** Listed entries follows **
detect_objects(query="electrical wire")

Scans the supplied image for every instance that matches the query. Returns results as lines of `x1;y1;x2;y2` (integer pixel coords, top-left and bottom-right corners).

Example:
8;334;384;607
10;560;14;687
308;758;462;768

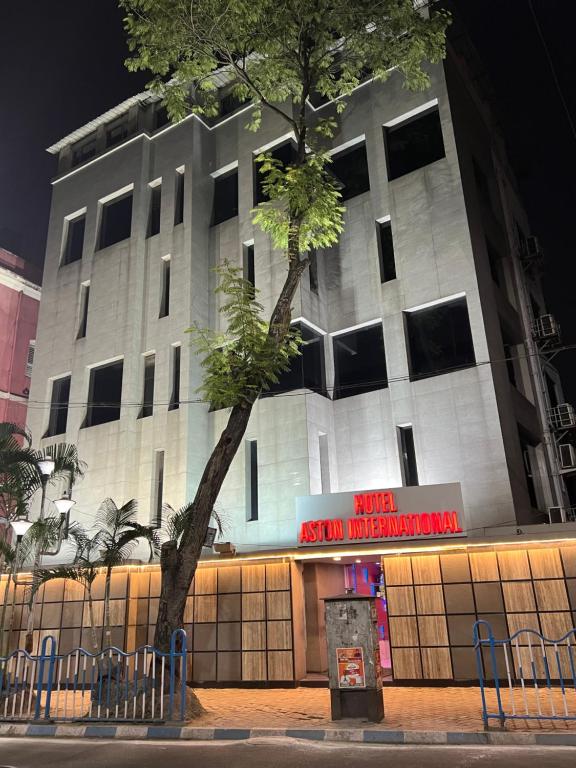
24;342;576;411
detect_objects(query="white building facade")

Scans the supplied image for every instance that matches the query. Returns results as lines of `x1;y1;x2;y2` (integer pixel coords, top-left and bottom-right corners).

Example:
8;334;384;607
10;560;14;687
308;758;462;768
28;40;568;556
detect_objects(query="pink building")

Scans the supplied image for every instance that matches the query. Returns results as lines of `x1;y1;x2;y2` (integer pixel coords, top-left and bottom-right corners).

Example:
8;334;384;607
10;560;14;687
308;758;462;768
0;248;41;429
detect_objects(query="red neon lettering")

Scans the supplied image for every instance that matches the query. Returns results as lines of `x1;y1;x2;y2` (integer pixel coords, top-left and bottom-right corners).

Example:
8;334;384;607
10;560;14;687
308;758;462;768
398;515;409;535
382;492;397;513
420;513;432;535
370;518;379;537
388;517;400;537
450;511;463;533
353;495;364;515
431;512;443;534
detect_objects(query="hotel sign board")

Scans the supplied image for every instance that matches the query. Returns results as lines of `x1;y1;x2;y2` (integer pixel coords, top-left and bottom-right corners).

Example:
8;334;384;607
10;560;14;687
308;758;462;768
296;483;465;548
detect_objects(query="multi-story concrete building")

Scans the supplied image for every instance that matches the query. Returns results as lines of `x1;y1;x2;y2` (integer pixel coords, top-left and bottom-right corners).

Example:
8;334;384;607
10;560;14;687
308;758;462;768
0;247;41;429
24;22;576;684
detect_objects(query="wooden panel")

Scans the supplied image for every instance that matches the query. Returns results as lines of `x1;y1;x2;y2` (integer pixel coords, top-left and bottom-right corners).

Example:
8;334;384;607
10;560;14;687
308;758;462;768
183;596;194;623
506;613;540;637
266;563;290;591
266;591;291;620
242;652;267;680
533;580;570;612
41;601;62;629
414;585;445;615
195;568;217;595
417;615;449;646
440;554;471;583
92;575;106;600
64;579;85;602
62;601;83;628
218;567;241;593
421;648;452;679
560;546;576;577
194;595;217;623
243;592;266;620
392;648;422;679
528;549;563;579
148;598;159;625
109;599;126;626
469;552;499;582
267;650;293;680
389;617;419;647
136;598;148;624
497;551;531;581
383;557;413;586
83;601;104;627
242;621;266;650
149;571;161;597
386;587;415;616
411;555;441;585
502;581;536;613
242;565;266;592
539;612;573;639
110;571;128;598
267;621;292;650
43;580;65;602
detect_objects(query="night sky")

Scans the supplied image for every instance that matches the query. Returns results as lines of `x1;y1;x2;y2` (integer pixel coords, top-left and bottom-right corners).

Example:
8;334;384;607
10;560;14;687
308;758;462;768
1;1;574;397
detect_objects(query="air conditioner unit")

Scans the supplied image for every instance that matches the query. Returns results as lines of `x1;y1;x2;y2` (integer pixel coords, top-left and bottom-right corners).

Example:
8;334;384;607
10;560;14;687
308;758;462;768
547;506;564;524
559;443;576;470
549;403;576;430
532;314;559;342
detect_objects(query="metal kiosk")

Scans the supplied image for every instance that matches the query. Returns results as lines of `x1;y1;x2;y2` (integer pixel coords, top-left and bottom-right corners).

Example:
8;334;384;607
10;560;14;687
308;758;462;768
** End of Listed entries **
Your instructions: Report the lines above that have the word "building" in them.

Response area:
detect_objects(query="white building facade")
detect_objects(query="pink building")
detect_objects(query="multi-story concrete building")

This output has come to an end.